- **Exercise directions**
Your output should be the lines below from the one holding "task | drop a marker on every instance of the tree" through the one holding "target | male sprinter in black vest", transcribed exactly, with no pictures.

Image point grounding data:
━━━━━━━━━━
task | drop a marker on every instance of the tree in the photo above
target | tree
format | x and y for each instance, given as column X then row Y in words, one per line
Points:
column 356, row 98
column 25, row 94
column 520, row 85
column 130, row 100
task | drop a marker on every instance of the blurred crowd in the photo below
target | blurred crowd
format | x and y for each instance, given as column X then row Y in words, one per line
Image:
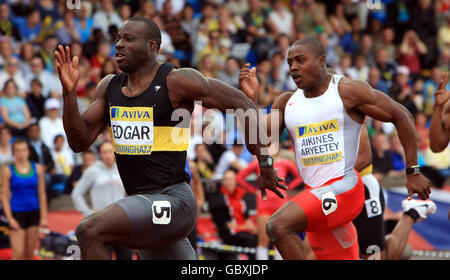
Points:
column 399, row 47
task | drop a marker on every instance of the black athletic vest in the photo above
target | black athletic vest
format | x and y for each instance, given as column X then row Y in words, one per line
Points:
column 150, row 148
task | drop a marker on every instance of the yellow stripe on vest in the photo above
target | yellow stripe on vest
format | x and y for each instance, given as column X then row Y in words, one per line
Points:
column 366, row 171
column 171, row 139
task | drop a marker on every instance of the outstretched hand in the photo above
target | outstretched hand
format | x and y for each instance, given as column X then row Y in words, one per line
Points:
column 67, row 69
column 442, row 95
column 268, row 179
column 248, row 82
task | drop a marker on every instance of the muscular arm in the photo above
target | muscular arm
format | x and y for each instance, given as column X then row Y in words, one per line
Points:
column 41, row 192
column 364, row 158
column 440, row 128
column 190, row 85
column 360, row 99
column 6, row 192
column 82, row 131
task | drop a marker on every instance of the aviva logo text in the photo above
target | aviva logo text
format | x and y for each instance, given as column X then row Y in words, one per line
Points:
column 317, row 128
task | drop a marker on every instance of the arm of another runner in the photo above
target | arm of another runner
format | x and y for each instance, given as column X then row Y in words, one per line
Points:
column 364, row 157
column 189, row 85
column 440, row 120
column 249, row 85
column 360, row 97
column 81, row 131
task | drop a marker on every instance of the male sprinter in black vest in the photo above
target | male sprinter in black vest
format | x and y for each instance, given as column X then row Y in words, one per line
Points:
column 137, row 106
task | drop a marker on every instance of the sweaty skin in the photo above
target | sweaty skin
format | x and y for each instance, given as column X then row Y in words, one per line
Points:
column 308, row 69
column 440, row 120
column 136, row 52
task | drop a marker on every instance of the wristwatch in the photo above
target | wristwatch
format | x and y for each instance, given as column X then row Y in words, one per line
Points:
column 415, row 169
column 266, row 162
━━━━━━━━━━
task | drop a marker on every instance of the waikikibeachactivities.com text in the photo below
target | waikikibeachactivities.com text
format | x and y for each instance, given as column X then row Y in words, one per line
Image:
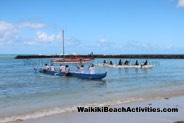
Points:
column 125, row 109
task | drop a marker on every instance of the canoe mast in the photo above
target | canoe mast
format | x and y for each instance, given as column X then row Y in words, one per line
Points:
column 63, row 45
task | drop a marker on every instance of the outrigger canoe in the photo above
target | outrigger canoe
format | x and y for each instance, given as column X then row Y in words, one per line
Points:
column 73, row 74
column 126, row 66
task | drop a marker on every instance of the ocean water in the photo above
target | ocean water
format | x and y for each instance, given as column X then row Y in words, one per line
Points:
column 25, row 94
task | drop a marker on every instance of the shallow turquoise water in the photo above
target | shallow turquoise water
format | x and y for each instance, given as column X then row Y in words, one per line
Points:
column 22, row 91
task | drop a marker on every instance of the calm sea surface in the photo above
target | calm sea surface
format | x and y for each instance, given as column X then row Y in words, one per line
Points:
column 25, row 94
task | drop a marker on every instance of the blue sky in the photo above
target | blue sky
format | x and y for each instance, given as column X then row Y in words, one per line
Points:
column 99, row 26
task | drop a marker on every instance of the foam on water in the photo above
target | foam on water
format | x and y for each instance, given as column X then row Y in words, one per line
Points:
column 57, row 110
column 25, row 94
━━━━━━━━━━
- **Result of this task**
task | drop a marker on every instance of the tree in the photo above
target | tree
format | x and y for each instance, given as column X then row Y in words, one per line
Points:
column 356, row 98
column 25, row 94
column 520, row 85
column 130, row 100
task | drop a marker on every instance of the blurred crowd in the photo below
target | blurred crowd
format | x and y for each instance, given as column X then row Y in words, one per line
Image:
Points:
column 399, row 47
task | drop a marker on every instance of the black athletic vest in the photo above
target | black athletic vest
format | x and y for each instance, given as column X then row Y in words, one per line
Points:
column 150, row 148
task | drop a marker on every instance of the yellow stripe on vest in the photo above
target | yellow stripe on vest
format | x and y for each instance, given as column X then row Y in words, one per line
Points:
column 366, row 171
column 171, row 139
task | drop a marker on every instance of the outstretched hand in the photo above
target | outstretched hand
format | x and y for each instance, given as column X then row Y in words, one per line
Points:
column 67, row 69
column 442, row 95
column 268, row 179
column 248, row 82
task | drop a marker on every instance of the muscular arm in the photo above
target | muscular arm
format | x and y for each instance, given as column X then row Y in words, one per line
Points:
column 41, row 192
column 364, row 158
column 440, row 128
column 190, row 85
column 360, row 99
column 6, row 192
column 82, row 131
task | drop a marker on every instance of the aviva logo text in the photo above
target | aviva logo text
format | x and y for each instance, given as column X then row Y in words, one per line
Points:
column 317, row 128
task | drop a marker on every instance of the arm of another runner in the photo above
target | arm of another runner
format | x and y for each instance, given as column X then row Y in words, one per line
Points:
column 364, row 157
column 189, row 85
column 440, row 120
column 249, row 85
column 360, row 97
column 81, row 131
task | drop a marker on every instance of the male sprinter in black vest in the photo above
target | male sprinter in black vest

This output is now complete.